— start of Material for this exercise —

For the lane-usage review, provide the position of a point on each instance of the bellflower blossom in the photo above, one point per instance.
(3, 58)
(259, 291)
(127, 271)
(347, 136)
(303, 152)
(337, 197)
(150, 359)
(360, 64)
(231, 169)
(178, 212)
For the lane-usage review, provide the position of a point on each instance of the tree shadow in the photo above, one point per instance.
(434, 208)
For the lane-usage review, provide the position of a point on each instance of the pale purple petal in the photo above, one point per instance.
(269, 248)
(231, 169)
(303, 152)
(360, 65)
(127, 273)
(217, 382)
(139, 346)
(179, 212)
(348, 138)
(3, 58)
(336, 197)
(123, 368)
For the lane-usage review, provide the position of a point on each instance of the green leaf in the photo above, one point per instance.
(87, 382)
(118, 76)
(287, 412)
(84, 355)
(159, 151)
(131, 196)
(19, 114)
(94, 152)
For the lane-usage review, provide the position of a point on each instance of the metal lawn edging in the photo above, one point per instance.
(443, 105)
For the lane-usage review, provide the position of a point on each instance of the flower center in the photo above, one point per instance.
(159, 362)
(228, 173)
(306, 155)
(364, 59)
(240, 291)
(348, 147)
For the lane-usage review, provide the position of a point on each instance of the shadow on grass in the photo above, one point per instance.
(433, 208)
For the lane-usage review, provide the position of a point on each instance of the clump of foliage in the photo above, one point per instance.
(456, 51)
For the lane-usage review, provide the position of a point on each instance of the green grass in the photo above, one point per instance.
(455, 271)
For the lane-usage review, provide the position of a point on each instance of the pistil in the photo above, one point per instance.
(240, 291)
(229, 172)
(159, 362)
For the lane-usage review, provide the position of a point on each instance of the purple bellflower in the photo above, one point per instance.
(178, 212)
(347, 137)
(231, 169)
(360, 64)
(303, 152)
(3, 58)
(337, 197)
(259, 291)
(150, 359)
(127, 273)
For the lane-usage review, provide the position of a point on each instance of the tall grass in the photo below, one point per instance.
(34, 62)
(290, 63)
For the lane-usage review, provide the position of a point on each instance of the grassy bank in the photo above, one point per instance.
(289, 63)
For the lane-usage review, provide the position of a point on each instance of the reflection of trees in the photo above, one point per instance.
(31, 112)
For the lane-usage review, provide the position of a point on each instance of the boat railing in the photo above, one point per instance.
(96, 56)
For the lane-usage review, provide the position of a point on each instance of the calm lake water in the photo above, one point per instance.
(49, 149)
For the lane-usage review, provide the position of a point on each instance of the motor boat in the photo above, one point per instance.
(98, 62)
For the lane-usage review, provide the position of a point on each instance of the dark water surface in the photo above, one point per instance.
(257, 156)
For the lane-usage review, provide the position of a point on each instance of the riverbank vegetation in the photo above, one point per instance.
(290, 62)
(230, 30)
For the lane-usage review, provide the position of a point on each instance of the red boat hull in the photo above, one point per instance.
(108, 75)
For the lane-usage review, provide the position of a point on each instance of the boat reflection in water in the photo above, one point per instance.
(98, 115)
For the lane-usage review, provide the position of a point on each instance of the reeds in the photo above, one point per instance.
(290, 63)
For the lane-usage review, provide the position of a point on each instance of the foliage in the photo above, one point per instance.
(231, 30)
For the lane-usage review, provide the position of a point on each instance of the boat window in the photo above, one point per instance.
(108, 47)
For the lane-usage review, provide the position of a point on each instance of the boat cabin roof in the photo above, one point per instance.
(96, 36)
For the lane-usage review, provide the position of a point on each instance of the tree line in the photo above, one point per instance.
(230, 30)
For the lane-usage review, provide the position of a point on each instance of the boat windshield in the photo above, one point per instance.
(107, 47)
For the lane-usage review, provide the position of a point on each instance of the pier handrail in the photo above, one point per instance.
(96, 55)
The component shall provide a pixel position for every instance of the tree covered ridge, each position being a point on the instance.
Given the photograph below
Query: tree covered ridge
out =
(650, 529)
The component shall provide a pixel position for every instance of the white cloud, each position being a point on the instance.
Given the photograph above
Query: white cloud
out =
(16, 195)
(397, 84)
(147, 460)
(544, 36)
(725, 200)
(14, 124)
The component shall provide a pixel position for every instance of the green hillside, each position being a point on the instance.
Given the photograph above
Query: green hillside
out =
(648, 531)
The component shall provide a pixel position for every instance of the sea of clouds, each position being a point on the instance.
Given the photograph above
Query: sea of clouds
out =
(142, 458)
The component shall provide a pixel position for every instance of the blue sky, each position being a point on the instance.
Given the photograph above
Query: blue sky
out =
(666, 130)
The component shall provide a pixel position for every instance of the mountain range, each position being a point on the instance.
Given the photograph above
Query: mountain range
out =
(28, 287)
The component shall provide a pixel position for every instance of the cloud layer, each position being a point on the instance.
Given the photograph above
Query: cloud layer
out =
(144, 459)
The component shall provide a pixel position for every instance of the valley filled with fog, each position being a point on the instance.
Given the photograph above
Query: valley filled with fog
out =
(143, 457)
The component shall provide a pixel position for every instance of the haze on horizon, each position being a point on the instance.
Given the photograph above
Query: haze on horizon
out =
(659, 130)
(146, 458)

— end of Material for this exercise —

▶ _Stated exercise_:
Give back, unchanged, every line from the one with "of the cloud" to the end of the entries above.

▶ _Exercise result_:
The component shall provide a pixel position for every instance of the cloud layer, each position being a point on the instance.
Given the photograph above
Query: cloud layer
out =
(144, 459)
The component shall provide a pixel position for every instance of the valley filled with fog, each position being a point on the instance.
Given the photograph above
Query: valley filled with fog
out =
(143, 457)
The component shall provide a pixel position for every instance of the haze on horizon, each position being a point on the instance.
Given the photograph above
Query: haze on horizon
out =
(659, 130)
(146, 458)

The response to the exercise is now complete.